*YOUR ASSIGNMENT*. Print out the records that follow, exactly and completely.

#### PROVIDED RECORDS ####

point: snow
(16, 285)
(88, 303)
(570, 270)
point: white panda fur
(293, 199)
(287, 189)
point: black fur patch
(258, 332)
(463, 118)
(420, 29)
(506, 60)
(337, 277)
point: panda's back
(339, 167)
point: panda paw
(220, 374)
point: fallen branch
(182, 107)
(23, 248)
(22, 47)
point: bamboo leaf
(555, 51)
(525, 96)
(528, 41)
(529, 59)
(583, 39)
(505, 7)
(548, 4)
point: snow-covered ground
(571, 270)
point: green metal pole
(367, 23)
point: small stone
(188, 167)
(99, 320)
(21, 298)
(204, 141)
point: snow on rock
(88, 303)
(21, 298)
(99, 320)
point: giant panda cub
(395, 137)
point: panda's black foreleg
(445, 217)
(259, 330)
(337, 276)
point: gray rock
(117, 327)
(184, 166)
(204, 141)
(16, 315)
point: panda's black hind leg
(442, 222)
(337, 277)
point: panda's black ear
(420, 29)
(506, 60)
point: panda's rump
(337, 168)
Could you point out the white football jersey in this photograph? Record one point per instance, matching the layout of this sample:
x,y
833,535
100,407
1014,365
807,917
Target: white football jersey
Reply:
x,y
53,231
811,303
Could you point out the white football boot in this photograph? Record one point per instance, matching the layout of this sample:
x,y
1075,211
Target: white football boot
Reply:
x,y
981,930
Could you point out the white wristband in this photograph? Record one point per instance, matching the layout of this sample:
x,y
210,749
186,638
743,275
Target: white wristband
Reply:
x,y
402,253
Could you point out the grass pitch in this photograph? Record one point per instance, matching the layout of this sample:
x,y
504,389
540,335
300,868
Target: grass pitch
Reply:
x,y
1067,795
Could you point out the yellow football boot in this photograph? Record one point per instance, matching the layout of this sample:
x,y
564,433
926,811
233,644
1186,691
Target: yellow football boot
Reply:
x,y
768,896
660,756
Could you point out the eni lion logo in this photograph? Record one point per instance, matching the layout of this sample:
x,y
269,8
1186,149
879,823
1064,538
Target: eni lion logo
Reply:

####

*TASK OUTPUT*.
point: snow
(16, 285)
(88, 303)
(570, 270)
point: white panda fur
(293, 199)
(287, 189)
point: black fur patch
(258, 332)
(463, 118)
(420, 29)
(506, 60)
(337, 277)
point: panda's back
(339, 167)
point: panda paw
(220, 374)
point: fallen branch
(182, 107)
(23, 248)
(22, 47)
point: bamboo leaf
(555, 51)
(525, 96)
(528, 41)
(529, 59)
(583, 39)
(505, 7)
(548, 4)
point: snow-covered ground
(571, 270)
point: green metal pole
(367, 23)
point: small stone
(188, 167)
(99, 320)
(21, 298)
(204, 141)
point: snow on rock
(88, 303)
(21, 298)
(99, 320)
point: giant panda cub
(395, 137)
point: panda's black foreleg
(445, 217)
(259, 330)
(337, 276)
point: gray rock
(117, 327)
(184, 166)
(204, 141)
(16, 315)
point: panda's black hind leg
(442, 222)
(337, 277)
point: panda's black ear
(420, 29)
(506, 60)
point: panda's rump
(337, 168)
Could you point out the white football jersey in this photograph? Record one point per instance, matching the layout of this sample:
x,y
833,535
100,407
1014,365
807,917
Target: white football jersey
Reply:
x,y
53,231
811,303
Could you point out the white football boot in this photograph? Record one point per instance, matching the layout of this sample:
x,y
1075,211
Target: white football boot
Reply:
x,y
981,930
Could you point out the white wristband in this photograph? Record one point per instance, matching the layout of this sample:
x,y
210,749
186,638
743,275
Target: white wristband
Reply:
x,y
402,253
Could you point out the grass pitch in this photograph? Record one point per instance, matching the layout of this sample:
x,y
504,389
540,335
300,868
Target: grass pitch
Reply:
x,y
1067,795
Could you point out the yellow football boot in this photograph? Record one point per instance, matching the layout of this sample:
x,y
564,433
926,811
233,644
1186,691
Target: yellow football boot
Reply:
x,y
768,896
660,756
Could you point out the eni lion logo in this photograph? Record one point per instance, matching the layout of this sample:
x,y
269,8
1186,149
879,823
1064,538
Target: eni lion logo
Reply:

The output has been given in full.